TEXTO FORNECIDO:

*-*-*

Fábio Bernardo
Advogado do Escritório Marcos Martins Advogados
Após duas décadas de discussão, o Supremo Tribunal Federal ao concluir o julgamento do Recurso Extraordinário nº 574.706/PR¹, entendeu que o ICMS não deve ser incluído na base de cálculo do PIS e da COFINS.
Em razão desse julgamento, diversos contribuintes têm conseguido liminares para excluir o imposto estadual da base de cálculo das contribuições federais, reduzindo assim, a sua carga tributária.
Ocorre que no dia 23/10/2018 foi publicada no sítio da Receita Federal do Brasil a Solução de Consulta Interna COSIT nº 13/2018, que trata da matéria e se aplica aos contribuintes que possuem decisão judicial transitada em julgado autorizando a exclusão.
De acordo com o entendimento da Receita, o montante a ser excluído da base de cálculo das contribuições não é o ICMS destacado nas notas fiscais, mas somente o ICMS a ser recolhido ao final do período de apuração.
Causou espanto a Receita Federal ter editado essa Solução de Consulta, visto que essa questão foi matéria de Embargos Declaratórios por parte da PGFN no julgamento do Supremo, até o momento pendentes de análise.
Se União, por meio da PGFN, demonstra ter dúvidas quanto à interpretação do julgado do STF relativamente ao ICMS que deve ser excluído da base de cálculo do PIS e da COFINS, tanto que opôs Embargos declaratórios, como a Receita Federal, órgão também vinculado à União, poderia ter certeza sobre a matéria e afirmar categoricamente, interpretando o acórdão da Corte constitucional, que o ICMS a ser excluído é aquele que o contribuinte efetivamente deve recolher?
Na prática isso reduz drasticamente ou até anula a possibilidade de economia tributária com a exclusão, visto que o ICMS a ser recolhido, via de regra, não é aquele destacado na nota fiscal.
Em alguns casos, o contribuinte pode efetivamente nem recolher ICMS ao final da apuração, em razão de créditos acumulados em operações de exportação, por exemplo, o que implicaria na impossibilidade de excluir qualquer valor da base de cálculo do PIS e da COFINS.

*-*-*

PROBLEMA PROPOSTO 1: No texto sobre a exclusão do ICMS da base de cálculo do PIS e da COFINS, em que data a Solução de Consulta Interna COSIT nº 13/2018 foi publicada no sítio da Receita Federal?
O texto e os registros são materiais independentes entre si.

Registros de apontamento e rotulagem:
*-*-*

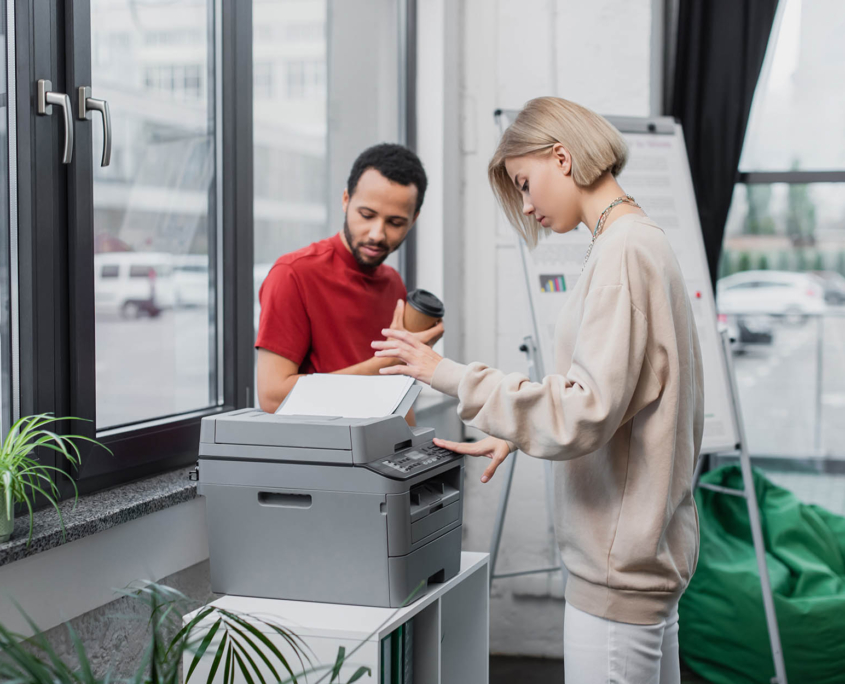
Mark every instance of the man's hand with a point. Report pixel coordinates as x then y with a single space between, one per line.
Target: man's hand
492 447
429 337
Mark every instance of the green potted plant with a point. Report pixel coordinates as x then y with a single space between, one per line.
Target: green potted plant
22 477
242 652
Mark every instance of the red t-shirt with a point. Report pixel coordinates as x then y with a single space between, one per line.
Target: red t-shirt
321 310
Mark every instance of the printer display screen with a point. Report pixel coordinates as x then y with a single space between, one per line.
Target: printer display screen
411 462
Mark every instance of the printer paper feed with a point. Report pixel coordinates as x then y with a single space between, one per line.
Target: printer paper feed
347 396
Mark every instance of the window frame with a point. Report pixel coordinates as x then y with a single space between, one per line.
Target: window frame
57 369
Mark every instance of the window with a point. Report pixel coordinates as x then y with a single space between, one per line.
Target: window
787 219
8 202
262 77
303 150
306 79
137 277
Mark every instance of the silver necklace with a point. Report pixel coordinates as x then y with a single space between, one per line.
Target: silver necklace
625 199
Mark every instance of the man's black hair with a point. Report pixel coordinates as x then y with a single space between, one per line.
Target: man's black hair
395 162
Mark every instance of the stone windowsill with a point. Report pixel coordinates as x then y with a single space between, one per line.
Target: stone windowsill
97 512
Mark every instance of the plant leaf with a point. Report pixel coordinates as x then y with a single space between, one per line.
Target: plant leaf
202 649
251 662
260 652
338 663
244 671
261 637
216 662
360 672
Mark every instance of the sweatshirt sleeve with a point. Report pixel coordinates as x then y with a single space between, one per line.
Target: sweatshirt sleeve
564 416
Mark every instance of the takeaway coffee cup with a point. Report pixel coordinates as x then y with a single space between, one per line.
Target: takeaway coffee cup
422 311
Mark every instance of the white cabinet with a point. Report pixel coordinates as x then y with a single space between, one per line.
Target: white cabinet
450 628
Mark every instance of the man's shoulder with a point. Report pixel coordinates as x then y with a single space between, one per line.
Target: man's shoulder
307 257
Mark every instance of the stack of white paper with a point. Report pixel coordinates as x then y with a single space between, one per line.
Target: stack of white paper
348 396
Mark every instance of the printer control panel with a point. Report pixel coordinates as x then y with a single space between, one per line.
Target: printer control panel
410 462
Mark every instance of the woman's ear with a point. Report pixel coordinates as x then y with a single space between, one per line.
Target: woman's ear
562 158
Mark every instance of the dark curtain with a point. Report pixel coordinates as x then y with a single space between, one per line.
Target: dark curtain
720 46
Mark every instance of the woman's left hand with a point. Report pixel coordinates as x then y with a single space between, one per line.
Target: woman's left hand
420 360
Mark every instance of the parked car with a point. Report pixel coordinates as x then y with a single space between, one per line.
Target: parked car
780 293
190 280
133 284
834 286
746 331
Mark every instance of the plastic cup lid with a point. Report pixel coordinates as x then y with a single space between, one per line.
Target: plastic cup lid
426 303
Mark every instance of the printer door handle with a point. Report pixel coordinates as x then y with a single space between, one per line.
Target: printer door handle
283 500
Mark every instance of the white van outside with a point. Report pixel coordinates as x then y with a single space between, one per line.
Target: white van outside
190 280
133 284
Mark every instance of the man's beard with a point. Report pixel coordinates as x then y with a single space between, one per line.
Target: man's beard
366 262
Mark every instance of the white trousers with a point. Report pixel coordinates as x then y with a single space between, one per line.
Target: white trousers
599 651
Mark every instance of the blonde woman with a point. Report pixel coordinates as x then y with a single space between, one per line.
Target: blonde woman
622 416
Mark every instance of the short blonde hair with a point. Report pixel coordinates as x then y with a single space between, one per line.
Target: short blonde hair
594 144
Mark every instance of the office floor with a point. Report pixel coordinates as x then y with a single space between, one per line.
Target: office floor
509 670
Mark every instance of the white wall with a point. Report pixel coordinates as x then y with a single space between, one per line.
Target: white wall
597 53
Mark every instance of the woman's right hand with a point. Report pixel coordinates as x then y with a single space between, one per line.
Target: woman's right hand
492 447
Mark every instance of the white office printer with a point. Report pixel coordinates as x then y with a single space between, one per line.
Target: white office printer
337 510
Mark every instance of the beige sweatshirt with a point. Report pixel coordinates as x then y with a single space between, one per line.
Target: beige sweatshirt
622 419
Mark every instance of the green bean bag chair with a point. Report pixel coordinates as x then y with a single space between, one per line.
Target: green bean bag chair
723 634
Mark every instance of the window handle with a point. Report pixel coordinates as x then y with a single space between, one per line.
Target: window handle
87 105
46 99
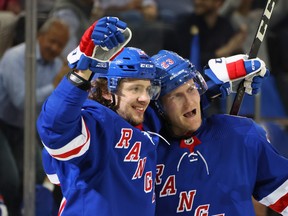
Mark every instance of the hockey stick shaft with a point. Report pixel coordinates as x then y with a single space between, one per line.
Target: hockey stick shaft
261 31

*-*-*

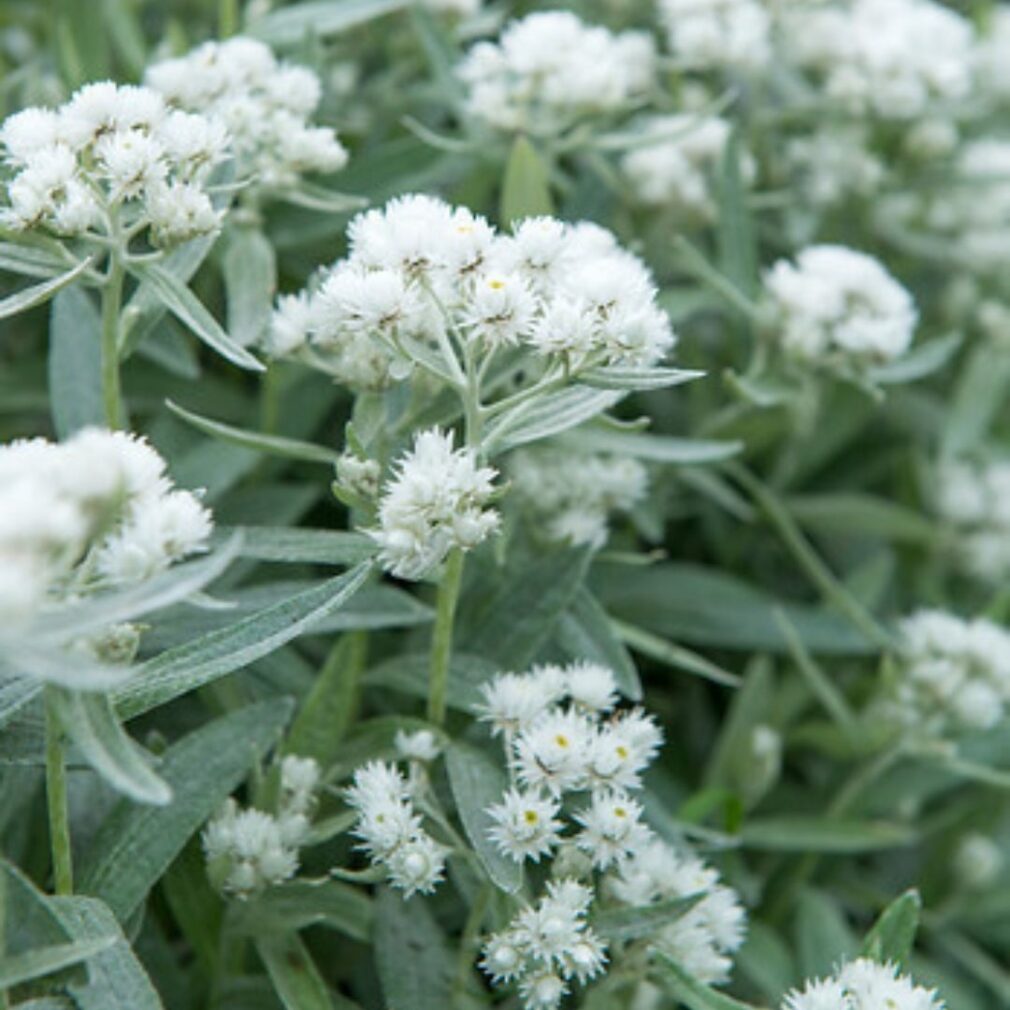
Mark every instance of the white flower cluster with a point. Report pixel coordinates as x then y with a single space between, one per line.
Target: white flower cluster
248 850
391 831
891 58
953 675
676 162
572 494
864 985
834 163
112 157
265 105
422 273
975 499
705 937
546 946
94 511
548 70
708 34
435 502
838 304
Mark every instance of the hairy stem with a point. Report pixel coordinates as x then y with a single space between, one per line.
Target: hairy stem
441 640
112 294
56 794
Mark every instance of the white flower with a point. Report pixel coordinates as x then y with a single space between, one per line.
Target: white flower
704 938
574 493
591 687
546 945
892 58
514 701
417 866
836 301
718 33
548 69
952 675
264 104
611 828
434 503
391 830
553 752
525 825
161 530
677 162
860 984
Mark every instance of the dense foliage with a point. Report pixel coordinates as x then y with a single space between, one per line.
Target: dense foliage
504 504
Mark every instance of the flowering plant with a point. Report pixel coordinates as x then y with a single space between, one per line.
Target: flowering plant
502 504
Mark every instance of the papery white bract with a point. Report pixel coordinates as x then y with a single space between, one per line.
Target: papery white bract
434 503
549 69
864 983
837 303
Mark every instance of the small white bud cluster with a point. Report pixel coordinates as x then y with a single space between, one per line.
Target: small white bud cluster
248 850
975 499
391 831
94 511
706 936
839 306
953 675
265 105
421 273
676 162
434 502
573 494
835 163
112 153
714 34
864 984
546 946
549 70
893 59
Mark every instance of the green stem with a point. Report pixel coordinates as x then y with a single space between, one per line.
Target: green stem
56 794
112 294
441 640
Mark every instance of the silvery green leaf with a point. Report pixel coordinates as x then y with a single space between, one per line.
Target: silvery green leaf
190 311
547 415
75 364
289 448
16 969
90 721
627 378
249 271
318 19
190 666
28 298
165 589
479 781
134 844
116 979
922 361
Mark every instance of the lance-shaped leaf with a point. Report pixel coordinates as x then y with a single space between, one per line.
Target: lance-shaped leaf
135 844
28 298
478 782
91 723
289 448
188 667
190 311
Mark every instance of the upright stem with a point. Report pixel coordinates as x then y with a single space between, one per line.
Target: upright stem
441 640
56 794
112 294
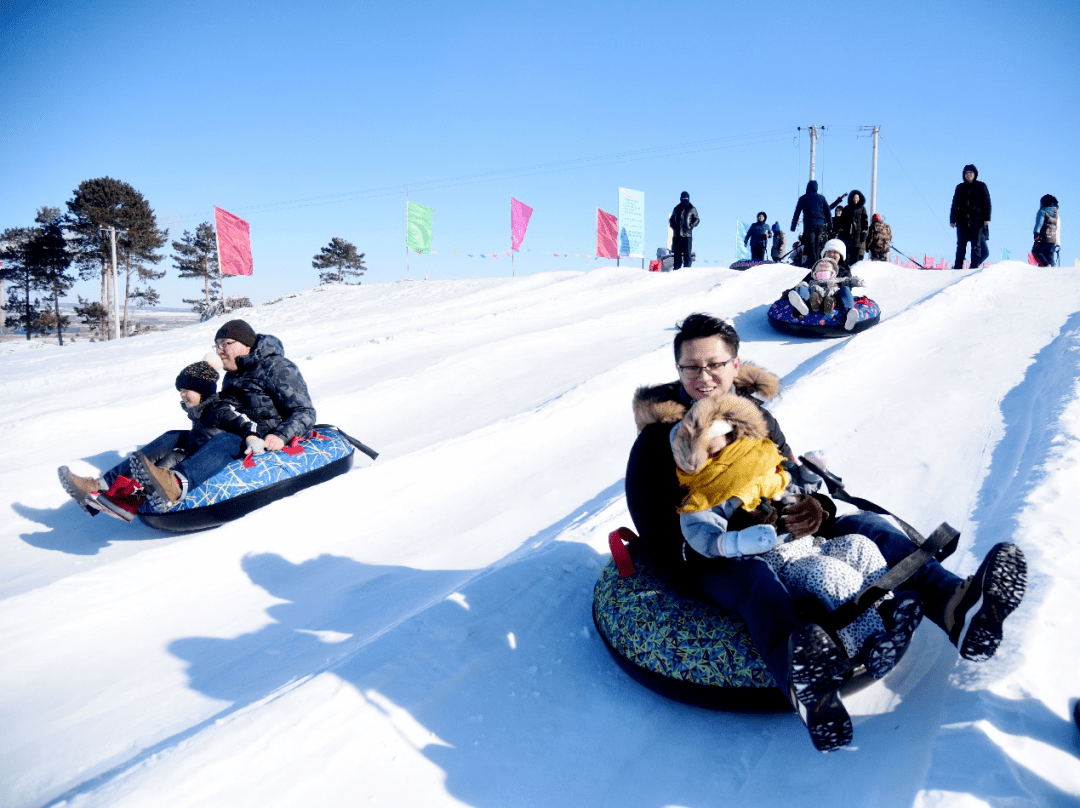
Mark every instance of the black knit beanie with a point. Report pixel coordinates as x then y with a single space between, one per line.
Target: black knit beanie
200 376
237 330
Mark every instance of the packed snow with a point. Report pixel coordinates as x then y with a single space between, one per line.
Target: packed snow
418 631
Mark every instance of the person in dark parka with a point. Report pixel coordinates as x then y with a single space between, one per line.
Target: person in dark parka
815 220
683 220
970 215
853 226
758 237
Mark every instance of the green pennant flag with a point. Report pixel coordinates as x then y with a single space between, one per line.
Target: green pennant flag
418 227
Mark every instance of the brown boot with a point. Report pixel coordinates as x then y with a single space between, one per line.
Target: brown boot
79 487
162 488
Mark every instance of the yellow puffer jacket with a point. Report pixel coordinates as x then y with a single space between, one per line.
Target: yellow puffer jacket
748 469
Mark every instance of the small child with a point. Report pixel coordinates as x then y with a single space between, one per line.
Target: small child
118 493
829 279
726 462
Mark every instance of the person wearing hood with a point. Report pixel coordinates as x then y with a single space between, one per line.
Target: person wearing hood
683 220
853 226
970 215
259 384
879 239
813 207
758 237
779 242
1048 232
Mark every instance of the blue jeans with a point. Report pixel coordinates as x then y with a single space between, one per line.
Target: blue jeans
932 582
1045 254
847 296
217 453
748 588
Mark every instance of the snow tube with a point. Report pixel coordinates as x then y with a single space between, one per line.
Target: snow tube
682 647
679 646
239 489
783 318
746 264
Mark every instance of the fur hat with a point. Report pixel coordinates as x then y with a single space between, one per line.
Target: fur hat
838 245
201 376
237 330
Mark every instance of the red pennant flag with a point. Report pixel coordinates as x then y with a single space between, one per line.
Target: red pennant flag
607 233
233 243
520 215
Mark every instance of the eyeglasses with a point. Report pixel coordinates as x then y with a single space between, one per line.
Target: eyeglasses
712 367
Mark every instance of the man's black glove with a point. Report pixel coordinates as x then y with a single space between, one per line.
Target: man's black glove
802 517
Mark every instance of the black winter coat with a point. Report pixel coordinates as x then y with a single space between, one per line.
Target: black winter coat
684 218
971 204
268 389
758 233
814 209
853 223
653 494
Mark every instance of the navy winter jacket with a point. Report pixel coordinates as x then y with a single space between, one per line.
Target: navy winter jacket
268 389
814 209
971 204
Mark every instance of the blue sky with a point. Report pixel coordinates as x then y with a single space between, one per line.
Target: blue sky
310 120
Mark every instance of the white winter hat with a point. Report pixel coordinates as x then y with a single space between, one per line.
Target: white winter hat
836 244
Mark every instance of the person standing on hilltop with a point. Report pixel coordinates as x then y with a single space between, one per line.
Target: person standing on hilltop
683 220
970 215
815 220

*-*-*

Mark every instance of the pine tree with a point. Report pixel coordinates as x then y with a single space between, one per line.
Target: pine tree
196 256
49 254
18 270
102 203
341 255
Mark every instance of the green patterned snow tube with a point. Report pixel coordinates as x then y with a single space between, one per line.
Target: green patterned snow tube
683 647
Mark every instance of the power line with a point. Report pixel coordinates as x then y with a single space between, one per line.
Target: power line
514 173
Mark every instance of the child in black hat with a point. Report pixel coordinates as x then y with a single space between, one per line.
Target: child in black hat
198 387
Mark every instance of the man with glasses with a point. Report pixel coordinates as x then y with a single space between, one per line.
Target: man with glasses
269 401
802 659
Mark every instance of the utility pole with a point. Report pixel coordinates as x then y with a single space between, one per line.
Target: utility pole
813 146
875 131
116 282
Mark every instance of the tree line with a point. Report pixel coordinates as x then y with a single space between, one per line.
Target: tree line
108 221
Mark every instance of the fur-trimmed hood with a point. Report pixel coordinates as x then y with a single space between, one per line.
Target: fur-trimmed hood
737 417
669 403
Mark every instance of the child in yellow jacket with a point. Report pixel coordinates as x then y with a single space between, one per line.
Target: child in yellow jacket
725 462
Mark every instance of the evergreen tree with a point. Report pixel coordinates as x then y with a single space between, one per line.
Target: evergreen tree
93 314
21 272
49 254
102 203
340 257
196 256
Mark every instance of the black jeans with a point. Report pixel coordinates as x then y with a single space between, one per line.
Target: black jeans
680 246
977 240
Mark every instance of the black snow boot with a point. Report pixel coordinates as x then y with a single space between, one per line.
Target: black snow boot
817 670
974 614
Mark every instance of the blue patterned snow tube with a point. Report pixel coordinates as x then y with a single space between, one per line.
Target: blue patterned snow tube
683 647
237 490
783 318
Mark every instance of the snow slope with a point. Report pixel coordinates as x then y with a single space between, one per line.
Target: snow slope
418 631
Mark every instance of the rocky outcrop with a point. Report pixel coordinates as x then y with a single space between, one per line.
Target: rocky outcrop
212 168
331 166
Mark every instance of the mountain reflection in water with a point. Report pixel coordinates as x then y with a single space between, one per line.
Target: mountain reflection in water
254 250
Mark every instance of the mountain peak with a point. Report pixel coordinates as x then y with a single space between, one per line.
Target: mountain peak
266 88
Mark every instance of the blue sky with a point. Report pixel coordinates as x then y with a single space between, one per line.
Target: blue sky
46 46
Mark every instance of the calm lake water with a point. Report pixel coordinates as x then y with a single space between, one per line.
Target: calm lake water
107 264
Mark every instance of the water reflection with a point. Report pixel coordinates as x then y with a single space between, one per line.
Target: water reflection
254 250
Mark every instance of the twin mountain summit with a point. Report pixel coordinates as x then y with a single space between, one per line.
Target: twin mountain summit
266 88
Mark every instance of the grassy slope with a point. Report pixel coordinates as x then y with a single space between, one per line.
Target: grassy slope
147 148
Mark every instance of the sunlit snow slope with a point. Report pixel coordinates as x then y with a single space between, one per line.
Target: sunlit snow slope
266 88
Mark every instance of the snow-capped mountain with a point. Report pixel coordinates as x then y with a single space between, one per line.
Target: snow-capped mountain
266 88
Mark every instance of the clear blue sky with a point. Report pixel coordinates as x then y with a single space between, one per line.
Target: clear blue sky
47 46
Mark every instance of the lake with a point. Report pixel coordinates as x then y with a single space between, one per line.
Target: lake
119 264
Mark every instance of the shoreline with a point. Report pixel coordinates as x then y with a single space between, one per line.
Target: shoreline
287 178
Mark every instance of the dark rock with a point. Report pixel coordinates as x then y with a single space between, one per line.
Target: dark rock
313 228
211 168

*-*-*

PROBLEMA PROPOSTO 2: Informe quantas linhas dos registros contêm a palavra "calm". Responda somente com o número.

SOLUÇÃO ESCRITA 1: Em 23/10/2018.

SOLUÇÃO ESCRITA 2: 2